**Set task A**
Scale the records that come after the text. Write out every line again, requests included, but multiply each x and y coordinate in the answers by 2.15 and round to whole numbers, with halves rounded up. Leave the pictures out of your answer.
— start of Passage to read —
Posts tagged Courage

Keeping Diaries

Written memories
Written memories


I realize that keeping a blog is like keeping a diary.  The big difference is there could be many people reading your blog so you want to be careful of what you say. 

I’ve kept a diary since I was 10.  I can remember my mom opening one of her dresser drawers and there sat a little black book with the year 1965 printed on it.  I opened it and saw where it was dated daily – but with blank pages.  I looked at my mother and asked her, “Where are the words?”  She explained that it was a book in which you write about your thoughts, feelings or happenings every day.  I immediately fell in love with it.  

To read back over my first diary is a comic event all by itself.  I not only used words, I drew pictures to describe the day.  I have pictures of me in pigtails climbing trees.  Pictures of birds I’d seen that day.  Mostly in pencil and slowly fading away, but you can still read it.  There is two weeks worth of writing and lamenting over a dead dog lying on the side of the road that my brother and I had to pass every morning walking to school.  We couldn’t figure out why no one came and got it and buried it.  I have a drawing of it eventually rotting and worms crawling on it.  A pretty good drawing at that!  Left no doubt as to what it was.  

Then when you get into the years where I start noticing boys, the diaries become very strange.  One day it’s this boy, the next day it’s that boy.  I was in love with a different boy every week.  The page of my first kiss is very touching.  It was a boy in Miami and we were both too scared to kiss.  We needed courage.  My little brother (who is watching all of this with contempt because God knows he’d already kissed a dozen girls by this time and I’m still trying to kiss my first boy) says, “I know what you need!!  You need bread!  Bread gives you courage!”  Off he ran to the house to get two pieces of white bread which Gordy and I both ate and sure enough, it gave us courage!  We were in the swimming pool, we both slid under water and pressed our lips together!  Our first kiss!

Needless to say, it became a whole lot easier after that.  Uh huh.
— end of Passage to read —
— start of Data records —
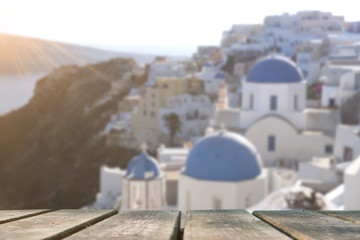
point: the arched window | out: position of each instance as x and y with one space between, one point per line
251 101
296 102
138 198
216 202
249 201
153 201
188 200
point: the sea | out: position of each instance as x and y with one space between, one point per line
16 90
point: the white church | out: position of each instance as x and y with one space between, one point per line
274 117
223 171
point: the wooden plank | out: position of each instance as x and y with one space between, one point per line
351 216
12 215
227 224
53 225
143 224
303 224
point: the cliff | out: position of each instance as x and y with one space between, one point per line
23 55
51 149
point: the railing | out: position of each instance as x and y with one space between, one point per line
165 224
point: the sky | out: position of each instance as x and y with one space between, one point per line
149 26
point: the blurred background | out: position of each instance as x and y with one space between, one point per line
179 104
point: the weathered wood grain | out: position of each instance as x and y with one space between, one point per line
351 216
53 225
12 215
303 224
142 224
227 224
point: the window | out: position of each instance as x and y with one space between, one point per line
273 102
348 154
188 200
248 201
357 82
271 143
251 103
216 202
295 102
328 149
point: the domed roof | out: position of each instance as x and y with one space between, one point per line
— end of Data records —
**Set task B**
List every subject the writer says she drew in her first diary, according to the diary post.

**Finished answer A**
point: the arched window | out: position of each instance as x and y with one space between, one point per line
540 217
636 219
297 426
464 434
535 432
329 432
404 430
point: the sea | out: position of each instance as x and y with one space between, one point per line
34 194
point: the white church | out: position of each instance as x and y with one space between, one point per line
589 252
479 368
point: the wooden plank | out: position of each instance as x and y with one space between, one point per line
755 464
26 462
488 482
114 484
307 482
651 482
point: the cliff | out: position of each instance as x and y with one space between, one point per line
49 118
110 320
point: the railing | out: position of each instance as x and y with one space between, one point per line
355 482
point: the sky | out: position of each instance as x and y with one space between, one point per line
320 56
point: the blurred background | out: position of each instance as x and y with one space between, one point per line
385 224
point: the weathered wood grain | out: position of each instance as x and y with one space between, one point per line
755 464
114 484
26 462
651 482
305 482
488 482
point: the window | out: position of each instance as x and y with one space between, one point per line
587 219
748 331
404 430
533 432
768 176
583 307
540 221
464 434
634 219
705 320
point: the domed roof | out: position of each instance as x and y with one space between, one point per line

**Finished answer B**
- Herself in pigtails climbing trees
- Birds she had seen that day
- The dead dog by the road, rotting with worms crawling on it